╭──

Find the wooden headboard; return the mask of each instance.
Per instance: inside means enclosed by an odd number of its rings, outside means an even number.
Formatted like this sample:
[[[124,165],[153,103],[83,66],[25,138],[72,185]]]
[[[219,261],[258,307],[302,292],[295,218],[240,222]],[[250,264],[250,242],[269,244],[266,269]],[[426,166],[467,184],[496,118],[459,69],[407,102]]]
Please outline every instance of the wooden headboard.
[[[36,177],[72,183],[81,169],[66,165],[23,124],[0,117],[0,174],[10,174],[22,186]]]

╰──

WHAT IS EXPECTED: Quote the lines above word for word, with nothing changed.

REPLY:
Find the wooden headboard; return the mask of each instance.
Per instance: inside means enclosed by an odd number of its rings, outside means an even number.
Formatted like this sample:
[[[124,165],[153,103],[83,66],[25,138],[72,185]]]
[[[219,261],[258,307],[302,292],[295,218],[240,222]],[[250,264],[250,242],[269,244],[266,269]],[[426,166],[467,184],[496,118],[459,69],[407,102]]]
Please outline every instance of the wooden headboard.
[[[36,177],[72,183],[81,169],[66,165],[23,124],[0,117],[0,174],[10,174],[22,186]]]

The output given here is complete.